**FUENTE**
2/9/11

"CAMPUS STELLAE"


Un alo legendario envuelve a la milenaria ciudad de Santiago de Compostela, y buena culpa de ello tiene el término Campus Stellae “Campo de Estrellas”. Cuenta la leyenda, que allá por el año 814 tuvo lugar un hecho cuya trascendencia perdura en nuestros días. Un anacoreta llamado Paio (Pelayo), permaneció absorto ante la visión de unas estrellas luminosas en las proximidades de un antiguo cementerio, una necrópolis tardorromana en el bosque de Libredón. Éstas iluminaban un lugar oculto entre las zarzas, de entre las cuales pudo distinguir unas ruinas de lo que parecía ser una construcción funeraria que destacaba sobre la sencillez de las demás tumbas. Estupefacto por lo extraordinario del acontecimiento, optó por caminar los 18 Km. que separaban el lugar del hallazgo de la sede episcopal de Iria Flavia, la actual Padrón, donde pondría al corriente del hallazgo al que por entones era su obispo, Teodomiro.


Santiago (Jacob) el “Mayor”, había predicado por tierras hispanas, se dice que con poca fortuna; y en concreto pasó algunos años en el Noroeste peninsular, por tierras gallegas y asturianas. Corría el año 44 de nuestra era cuando decidió regresar a Jerusalén con algunos de sus discípulos, varios de ellos, hispanos, y fue decapitado ese mismo año por orden de Herodes Agripa.


Sus seguidores ocultaron su cuerpo, lo embalsamaron, y organizaron su traslado en barco desde Haifa (Palestina), rumbo a Hispania, para darle digna sepultura. Tras surcar el río Ulla, y su afluente el Sar, amarraron su barca ante un “pedrón”, término que dio origen al actual nombre de la población de Padrón, y que todavía se conserva bajo la iglesia de Santiago de dicha localidad.


Al desembarcar pidieron ayuda a la pagana reina Lupa para que les ayudase con el cuerpo, pero ésta usó todo tipo de trabas y artimañas para deshacerse de los incómodos huéspedes. Finalmente cedió en cederles unos bueyes –en realidad toros bravos-, para que tirasen de la carreta que portaba el sepulcro de Santiago. Tornados los toros bravos en mansa yunta de bueyes, la reina optó finalmente por darles protección, y los discípulos dispusieron que fuera la divina providencia quien decidiese el lugar del enterramiento, y allá donde se detuviesen los toros, acordaron que sería inhumado el Apóstol.


El devenir de los acontecimientos propiciados por el monje Paio, no debe sorprendernos, ya que desde la época de la muerte de Santiago, circulaban rumores sobre la ubicación de su tumba en algún lugar entre los que habría predicado. Rumores alimentados en el S. VIII por San Isidoro de Sevilla, y más tarde por el Beato de Liébana, ya que ambos afirmaban que Santiago Zebedeo estaba enterrado en tierras hispanas.

**INSTRUCCIONES DE LA TAREA**
Responde brevemente a las siguientes preguntas sobre el texto de Campus Stellae.
(a) ¿Cómo se llamaba el anacoreta que vio las estrellas luminosas cerca del antiguo cementerio?
(b) ¿En qué año fue decapitado Santiago y por orden de quién?
(c) ¿A qué reina pidieron ayuda los discípulos al desembarcar?

**EXTRACTO DE DATOS**
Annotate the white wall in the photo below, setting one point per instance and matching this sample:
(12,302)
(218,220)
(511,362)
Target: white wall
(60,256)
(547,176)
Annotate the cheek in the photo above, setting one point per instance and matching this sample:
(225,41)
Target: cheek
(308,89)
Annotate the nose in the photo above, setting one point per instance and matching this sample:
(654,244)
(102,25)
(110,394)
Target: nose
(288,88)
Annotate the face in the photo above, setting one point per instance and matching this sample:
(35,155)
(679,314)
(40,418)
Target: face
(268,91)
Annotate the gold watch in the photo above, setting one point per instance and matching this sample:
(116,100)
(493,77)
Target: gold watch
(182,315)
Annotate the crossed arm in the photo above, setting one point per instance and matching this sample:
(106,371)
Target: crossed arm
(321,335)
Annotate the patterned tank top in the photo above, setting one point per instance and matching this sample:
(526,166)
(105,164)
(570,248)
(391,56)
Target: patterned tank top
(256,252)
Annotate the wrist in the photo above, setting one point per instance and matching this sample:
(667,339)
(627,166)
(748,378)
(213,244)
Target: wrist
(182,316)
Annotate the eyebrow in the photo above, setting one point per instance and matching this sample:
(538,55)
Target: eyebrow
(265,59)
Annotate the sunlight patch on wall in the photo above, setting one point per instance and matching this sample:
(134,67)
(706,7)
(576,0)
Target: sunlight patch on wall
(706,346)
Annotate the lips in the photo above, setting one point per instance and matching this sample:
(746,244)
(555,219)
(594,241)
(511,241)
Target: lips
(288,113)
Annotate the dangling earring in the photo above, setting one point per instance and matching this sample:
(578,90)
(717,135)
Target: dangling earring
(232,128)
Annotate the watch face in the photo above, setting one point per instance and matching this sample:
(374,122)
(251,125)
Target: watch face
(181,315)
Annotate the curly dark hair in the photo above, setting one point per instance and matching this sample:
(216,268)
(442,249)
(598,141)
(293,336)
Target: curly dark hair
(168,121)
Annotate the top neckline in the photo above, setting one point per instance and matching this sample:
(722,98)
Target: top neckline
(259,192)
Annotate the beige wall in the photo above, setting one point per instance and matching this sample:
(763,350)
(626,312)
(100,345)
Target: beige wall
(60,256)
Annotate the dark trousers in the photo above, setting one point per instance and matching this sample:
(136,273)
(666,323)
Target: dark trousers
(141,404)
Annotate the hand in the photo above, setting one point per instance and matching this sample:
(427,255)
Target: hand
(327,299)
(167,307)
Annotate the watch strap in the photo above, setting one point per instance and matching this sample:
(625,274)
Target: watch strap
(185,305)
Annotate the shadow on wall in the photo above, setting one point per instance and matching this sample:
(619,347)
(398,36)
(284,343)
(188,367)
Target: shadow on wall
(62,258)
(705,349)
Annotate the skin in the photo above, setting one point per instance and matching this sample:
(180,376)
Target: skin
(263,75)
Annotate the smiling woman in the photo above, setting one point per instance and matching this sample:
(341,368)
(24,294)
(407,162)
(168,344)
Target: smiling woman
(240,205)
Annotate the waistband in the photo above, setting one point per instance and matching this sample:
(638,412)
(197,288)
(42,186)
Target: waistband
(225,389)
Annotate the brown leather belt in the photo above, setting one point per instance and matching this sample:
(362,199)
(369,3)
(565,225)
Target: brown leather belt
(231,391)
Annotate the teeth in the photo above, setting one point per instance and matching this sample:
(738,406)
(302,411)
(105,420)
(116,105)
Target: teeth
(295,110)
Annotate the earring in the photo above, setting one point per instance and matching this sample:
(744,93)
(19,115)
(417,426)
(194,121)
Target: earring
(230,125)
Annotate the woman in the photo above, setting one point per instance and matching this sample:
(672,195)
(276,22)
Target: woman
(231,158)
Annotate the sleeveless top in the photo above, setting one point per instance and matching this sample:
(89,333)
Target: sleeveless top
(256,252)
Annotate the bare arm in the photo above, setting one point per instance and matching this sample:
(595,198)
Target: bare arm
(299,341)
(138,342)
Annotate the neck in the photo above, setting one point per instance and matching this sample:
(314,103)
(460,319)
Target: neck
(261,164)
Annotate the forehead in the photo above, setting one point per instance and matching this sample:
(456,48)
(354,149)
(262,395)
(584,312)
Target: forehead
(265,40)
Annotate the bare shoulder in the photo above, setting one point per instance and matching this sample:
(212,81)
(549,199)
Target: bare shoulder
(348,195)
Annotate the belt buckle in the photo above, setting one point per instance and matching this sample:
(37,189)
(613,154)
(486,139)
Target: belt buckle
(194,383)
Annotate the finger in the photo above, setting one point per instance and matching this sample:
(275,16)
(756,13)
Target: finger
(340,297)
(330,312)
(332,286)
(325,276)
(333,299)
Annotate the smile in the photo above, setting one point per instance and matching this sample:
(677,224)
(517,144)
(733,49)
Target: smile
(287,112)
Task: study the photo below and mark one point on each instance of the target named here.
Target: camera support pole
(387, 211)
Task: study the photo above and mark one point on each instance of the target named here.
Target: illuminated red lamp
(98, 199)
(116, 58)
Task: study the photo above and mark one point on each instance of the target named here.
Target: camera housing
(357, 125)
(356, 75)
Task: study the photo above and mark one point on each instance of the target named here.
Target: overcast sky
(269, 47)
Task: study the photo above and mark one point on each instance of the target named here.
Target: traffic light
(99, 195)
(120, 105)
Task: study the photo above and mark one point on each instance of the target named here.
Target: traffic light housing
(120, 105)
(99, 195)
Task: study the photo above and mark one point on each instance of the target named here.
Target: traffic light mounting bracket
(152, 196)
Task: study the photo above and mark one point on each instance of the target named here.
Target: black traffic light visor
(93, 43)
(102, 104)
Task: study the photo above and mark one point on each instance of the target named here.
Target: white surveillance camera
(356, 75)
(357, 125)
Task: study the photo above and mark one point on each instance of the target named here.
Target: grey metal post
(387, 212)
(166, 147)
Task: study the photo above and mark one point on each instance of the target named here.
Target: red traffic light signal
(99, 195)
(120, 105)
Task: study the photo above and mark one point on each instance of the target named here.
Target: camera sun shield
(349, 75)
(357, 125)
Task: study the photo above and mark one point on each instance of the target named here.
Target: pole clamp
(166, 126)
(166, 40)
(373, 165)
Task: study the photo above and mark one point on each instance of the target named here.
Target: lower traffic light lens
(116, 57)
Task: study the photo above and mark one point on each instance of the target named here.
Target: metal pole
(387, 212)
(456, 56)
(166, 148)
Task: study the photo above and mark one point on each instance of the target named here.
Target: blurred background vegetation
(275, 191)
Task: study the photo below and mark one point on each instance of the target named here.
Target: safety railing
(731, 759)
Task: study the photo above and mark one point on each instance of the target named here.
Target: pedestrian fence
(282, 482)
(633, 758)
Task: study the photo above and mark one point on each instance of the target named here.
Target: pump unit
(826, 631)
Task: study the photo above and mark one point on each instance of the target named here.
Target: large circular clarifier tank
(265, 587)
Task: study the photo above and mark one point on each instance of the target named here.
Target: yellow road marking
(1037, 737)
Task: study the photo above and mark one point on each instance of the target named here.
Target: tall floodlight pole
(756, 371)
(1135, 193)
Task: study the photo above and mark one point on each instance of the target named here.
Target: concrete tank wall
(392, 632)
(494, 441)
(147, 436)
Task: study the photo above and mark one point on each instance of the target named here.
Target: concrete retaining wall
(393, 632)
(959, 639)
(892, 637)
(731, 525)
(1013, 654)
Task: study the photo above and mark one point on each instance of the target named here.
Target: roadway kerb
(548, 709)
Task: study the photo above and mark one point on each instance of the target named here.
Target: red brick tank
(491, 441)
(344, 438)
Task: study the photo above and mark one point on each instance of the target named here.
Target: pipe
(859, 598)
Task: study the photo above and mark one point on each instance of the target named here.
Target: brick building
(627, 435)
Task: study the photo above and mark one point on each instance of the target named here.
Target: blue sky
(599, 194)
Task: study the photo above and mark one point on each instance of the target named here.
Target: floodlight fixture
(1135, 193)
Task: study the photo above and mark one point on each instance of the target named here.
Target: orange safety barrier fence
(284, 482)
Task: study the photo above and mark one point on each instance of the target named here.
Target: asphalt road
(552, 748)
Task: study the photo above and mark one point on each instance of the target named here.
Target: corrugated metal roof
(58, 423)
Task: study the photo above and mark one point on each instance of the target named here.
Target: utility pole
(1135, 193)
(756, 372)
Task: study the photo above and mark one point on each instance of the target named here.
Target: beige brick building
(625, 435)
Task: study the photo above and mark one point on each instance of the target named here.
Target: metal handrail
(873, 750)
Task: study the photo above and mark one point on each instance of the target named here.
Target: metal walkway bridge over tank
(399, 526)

**SOLUCIÓN DEL EJERCICIO**
(a) Se llamaba Paio (Pelayo).
(b) Fue decapitado en el año 44 por orden de Herodes Agripa.
(c) Pidieron ayuda a la reina Lupa.